WHAT NEEDS TO BE DONE>
Copy the lines from the one with "As part of dataset curation, annotate the red" to the one with "9,273,416,407", replacing "annotate" with "mark" and leaving everything else the same.

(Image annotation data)
** Start **
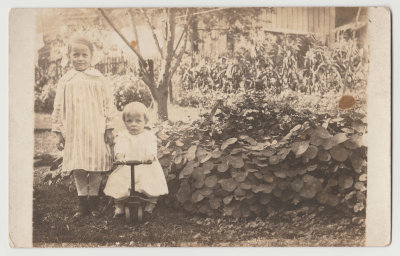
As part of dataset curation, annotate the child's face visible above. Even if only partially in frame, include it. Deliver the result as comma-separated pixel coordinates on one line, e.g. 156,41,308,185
70,43,92,71
124,114,146,135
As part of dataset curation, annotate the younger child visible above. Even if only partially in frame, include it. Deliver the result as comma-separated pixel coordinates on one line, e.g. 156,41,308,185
52,37,113,217
104,102,168,217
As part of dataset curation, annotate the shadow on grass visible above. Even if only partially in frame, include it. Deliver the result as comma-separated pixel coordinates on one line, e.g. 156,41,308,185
33,185,365,247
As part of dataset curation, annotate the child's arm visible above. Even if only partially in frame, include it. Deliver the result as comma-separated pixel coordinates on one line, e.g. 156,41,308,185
114,135,129,161
51,78,65,151
102,78,114,130
144,132,157,160
102,78,114,144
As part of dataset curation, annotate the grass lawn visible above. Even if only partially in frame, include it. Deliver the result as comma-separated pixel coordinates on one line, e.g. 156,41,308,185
33,106,365,247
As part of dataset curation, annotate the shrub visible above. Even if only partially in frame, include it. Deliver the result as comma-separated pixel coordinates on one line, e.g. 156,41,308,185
111,74,152,110
158,93,367,217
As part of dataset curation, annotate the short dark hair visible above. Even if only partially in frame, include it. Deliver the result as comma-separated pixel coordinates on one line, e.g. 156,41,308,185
68,36,94,56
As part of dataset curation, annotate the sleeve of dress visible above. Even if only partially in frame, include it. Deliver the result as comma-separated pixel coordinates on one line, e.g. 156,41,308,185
51,78,65,133
102,78,114,129
114,135,129,155
146,132,157,157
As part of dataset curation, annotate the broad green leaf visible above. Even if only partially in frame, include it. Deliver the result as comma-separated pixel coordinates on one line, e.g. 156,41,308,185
333,133,348,144
175,140,184,147
219,178,238,192
274,170,286,179
221,138,237,150
350,152,364,173
318,149,331,162
253,172,264,180
357,191,366,202
290,124,301,132
260,194,271,205
199,152,211,163
229,156,244,169
209,197,221,210
231,148,242,155
192,190,204,203
174,155,183,165
326,194,339,207
246,168,258,173
176,182,191,203
200,187,213,196
217,161,229,172
186,145,197,161
303,145,318,159
314,126,332,139
307,164,318,172
353,202,364,212
234,187,246,196
202,161,215,174
290,177,304,192
261,149,276,157
211,150,222,159
239,182,251,190
354,181,365,191
231,170,247,183
310,133,324,147
329,145,349,162
179,161,199,179
192,167,206,181
204,175,218,188
183,201,196,213
193,179,204,189
222,195,233,205
292,141,310,158
277,148,292,160
358,173,367,181
244,137,257,146
338,175,354,189
269,155,281,165
327,177,338,187
300,186,317,199
317,191,329,204
258,184,273,194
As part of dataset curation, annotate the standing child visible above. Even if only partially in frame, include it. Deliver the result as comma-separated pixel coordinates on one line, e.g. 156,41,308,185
104,102,168,217
52,37,113,217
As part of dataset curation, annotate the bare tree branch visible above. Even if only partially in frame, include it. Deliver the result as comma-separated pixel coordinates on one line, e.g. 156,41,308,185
168,27,188,80
140,9,164,58
98,8,146,65
98,8,154,86
128,8,140,53
173,8,189,55
168,9,191,80
158,9,175,85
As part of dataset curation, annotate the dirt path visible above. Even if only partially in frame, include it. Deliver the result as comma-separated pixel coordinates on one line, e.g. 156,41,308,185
33,185,365,247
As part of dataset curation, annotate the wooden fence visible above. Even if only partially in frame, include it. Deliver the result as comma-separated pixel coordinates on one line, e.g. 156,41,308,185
95,56,134,76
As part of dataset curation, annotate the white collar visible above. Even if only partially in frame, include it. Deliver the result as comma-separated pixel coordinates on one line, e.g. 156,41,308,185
64,67,103,81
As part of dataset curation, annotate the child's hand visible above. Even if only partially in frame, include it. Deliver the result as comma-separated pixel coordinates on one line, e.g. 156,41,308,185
56,132,65,151
114,154,125,162
104,129,114,145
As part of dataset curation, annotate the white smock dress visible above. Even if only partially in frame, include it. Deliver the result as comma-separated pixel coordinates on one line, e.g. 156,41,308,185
104,130,168,200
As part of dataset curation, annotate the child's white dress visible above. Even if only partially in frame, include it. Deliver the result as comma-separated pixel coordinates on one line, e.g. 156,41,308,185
104,130,168,199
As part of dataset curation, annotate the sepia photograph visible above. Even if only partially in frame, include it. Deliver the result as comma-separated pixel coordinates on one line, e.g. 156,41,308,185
10,7,390,247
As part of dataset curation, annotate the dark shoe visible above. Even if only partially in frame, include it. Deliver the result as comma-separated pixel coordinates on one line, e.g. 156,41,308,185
74,196,89,218
88,196,100,217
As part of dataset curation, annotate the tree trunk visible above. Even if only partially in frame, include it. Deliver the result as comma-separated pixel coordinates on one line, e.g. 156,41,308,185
168,80,174,104
154,85,168,121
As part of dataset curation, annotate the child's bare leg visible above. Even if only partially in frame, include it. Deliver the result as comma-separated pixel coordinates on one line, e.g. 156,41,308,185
114,199,125,218
144,197,158,214
73,170,89,217
88,172,102,217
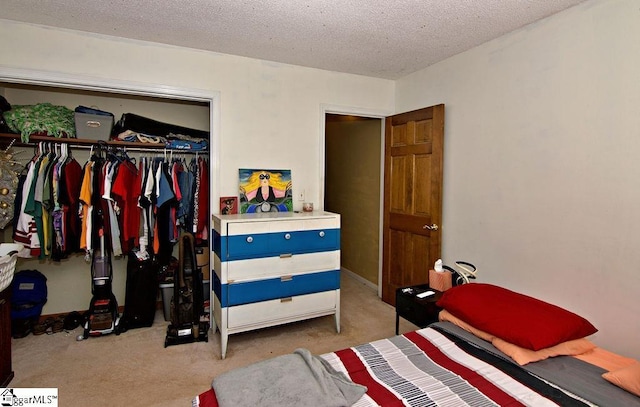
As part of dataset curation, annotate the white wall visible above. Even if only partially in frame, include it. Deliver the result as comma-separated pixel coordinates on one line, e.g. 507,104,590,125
396,0,640,358
0,20,394,314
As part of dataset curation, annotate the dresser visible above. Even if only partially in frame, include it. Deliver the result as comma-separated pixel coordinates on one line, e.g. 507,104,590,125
211,211,340,359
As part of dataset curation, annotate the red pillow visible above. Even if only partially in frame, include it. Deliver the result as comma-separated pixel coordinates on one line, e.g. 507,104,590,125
437,283,598,350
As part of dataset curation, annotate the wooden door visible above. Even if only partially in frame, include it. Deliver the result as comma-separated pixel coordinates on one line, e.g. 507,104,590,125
382,105,444,305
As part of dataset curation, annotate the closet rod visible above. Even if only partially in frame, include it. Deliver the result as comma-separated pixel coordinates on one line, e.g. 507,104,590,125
61,142,208,154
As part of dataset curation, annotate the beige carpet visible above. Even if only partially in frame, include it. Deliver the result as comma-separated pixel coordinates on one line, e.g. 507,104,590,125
9,273,416,407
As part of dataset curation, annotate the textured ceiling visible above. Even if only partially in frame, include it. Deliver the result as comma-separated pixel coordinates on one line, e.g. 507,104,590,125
0,0,585,79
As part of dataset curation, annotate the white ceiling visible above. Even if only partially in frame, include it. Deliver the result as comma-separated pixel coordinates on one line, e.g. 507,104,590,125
0,0,585,79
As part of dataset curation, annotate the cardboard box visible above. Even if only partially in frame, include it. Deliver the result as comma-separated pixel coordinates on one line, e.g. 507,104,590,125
74,112,113,141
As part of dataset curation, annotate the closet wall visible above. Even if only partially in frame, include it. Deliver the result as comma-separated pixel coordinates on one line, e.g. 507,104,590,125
0,82,210,315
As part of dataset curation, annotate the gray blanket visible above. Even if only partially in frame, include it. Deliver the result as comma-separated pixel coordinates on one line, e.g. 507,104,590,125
212,349,367,407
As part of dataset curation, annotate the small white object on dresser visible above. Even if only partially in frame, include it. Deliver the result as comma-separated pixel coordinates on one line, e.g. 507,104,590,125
211,211,340,359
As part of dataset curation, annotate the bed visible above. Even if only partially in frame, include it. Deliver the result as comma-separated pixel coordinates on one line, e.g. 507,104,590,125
193,283,640,407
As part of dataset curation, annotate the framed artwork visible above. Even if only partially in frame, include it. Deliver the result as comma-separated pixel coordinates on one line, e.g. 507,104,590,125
220,196,238,215
239,168,293,213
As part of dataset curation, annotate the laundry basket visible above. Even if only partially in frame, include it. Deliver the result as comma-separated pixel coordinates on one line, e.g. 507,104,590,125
0,243,22,291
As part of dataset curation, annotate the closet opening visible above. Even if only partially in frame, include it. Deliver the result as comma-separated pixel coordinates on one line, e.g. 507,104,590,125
0,67,220,326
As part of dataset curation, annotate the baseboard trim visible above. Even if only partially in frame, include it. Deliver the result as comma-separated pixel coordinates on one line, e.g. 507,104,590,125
340,267,378,294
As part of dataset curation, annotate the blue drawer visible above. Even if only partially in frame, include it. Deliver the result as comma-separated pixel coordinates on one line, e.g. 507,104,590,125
217,270,340,307
221,229,340,261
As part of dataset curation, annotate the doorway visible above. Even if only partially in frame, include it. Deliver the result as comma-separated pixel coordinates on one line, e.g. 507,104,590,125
324,113,384,293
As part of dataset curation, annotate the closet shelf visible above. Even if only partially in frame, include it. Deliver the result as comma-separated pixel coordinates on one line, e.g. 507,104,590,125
0,133,208,153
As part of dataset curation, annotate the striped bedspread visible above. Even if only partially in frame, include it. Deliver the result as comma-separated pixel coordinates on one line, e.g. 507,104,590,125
193,325,589,407
322,328,583,407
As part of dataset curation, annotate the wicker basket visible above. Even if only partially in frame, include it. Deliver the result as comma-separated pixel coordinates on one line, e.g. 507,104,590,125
0,243,22,291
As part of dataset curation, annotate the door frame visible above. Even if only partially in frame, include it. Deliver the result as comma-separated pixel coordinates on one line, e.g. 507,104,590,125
318,104,393,298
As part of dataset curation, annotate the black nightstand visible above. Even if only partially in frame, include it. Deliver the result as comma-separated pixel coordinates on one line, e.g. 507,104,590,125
396,284,442,335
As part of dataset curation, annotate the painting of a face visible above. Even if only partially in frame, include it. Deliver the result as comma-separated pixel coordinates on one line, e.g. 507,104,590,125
239,169,293,213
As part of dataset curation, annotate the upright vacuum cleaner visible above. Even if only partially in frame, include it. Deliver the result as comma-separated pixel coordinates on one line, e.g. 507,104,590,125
77,212,120,340
164,233,209,348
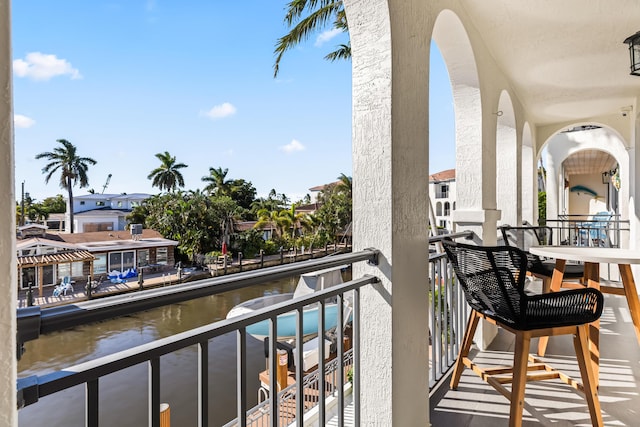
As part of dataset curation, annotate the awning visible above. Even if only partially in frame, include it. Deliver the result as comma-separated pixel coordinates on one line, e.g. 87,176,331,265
18,251,96,268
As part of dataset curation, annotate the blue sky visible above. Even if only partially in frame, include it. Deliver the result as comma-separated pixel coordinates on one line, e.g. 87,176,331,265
12,0,455,204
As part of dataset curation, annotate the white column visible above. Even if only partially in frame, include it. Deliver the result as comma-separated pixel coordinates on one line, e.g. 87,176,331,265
344,0,430,426
0,0,18,426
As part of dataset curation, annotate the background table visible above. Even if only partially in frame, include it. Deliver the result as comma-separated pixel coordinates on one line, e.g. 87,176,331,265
529,246,640,378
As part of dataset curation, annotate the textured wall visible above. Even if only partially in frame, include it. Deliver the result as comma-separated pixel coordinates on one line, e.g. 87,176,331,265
0,0,18,426
345,0,431,426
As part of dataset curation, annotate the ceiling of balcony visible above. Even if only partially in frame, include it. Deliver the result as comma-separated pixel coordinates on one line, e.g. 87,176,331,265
462,0,640,125
562,150,618,175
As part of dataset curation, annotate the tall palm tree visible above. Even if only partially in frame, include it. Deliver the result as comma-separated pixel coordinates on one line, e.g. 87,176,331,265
202,167,233,196
273,0,351,77
36,139,97,233
147,151,187,192
336,173,353,199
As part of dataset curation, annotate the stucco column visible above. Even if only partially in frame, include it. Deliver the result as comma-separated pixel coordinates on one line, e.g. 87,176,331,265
0,0,18,426
344,0,431,426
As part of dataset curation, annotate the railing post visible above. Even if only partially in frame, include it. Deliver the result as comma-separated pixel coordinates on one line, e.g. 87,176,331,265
27,282,33,307
85,275,92,299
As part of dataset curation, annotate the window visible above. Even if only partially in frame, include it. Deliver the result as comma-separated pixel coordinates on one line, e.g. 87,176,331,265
109,251,136,272
57,264,71,279
156,248,169,265
138,249,149,267
93,254,107,274
109,252,122,271
71,261,84,277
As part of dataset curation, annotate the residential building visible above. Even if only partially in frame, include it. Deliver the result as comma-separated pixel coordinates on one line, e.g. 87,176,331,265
0,0,640,426
429,169,456,231
65,193,151,233
16,224,178,295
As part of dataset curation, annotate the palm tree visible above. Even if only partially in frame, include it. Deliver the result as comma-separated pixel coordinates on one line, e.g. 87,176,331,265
202,167,233,196
336,173,353,199
36,139,97,233
273,0,351,77
147,151,187,192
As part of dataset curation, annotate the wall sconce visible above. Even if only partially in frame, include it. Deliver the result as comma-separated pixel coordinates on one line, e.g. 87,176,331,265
623,31,640,76
602,169,618,184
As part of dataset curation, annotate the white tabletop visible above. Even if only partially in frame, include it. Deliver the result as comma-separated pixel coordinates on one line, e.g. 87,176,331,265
529,246,640,264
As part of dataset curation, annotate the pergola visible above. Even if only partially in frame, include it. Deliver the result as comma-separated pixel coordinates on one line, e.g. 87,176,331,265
18,250,96,296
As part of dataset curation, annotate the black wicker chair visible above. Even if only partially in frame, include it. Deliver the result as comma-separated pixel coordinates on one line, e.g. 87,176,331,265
443,241,603,426
498,225,584,356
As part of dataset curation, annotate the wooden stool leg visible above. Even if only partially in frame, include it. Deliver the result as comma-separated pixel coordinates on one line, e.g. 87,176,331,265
573,325,603,426
509,332,531,427
450,310,480,389
538,258,567,357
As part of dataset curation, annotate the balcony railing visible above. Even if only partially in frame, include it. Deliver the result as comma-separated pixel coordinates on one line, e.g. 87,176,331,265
17,233,472,427
546,214,630,248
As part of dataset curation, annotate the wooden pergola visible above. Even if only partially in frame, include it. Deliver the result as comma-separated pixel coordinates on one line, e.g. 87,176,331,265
18,250,96,296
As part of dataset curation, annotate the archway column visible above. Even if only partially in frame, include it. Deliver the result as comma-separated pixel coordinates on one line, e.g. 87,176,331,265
** End **
COMPLETE OUTPUT>
As part of dataset curation, mark the red pillow visible above. Even if only partially in frame, include it. Deliver the result as comma-separated pixel coordinates on one line, e.g. 507,104,590,125
437,283,598,350
As part of dataset curation, mark the wooden door visible above. Even if only partially in frame, include it. Deliver the result as comma-separated pixel coordinates on one line, e.g. 507,104,590,125
382,105,444,305
As part of dataset curation, mark the closet rod visible above. Even if only partially in frame, include it. Deliver the result as comma-separated pixel coordinates on one line, e.g. 507,104,590,125
61,142,208,154
As part of dataset curation, mark the beige carpet visible above. Even if only partially in frame, include it. Deliver the result as comma-separated pixel coordinates on one line, e.g. 507,104,590,125
9,273,416,407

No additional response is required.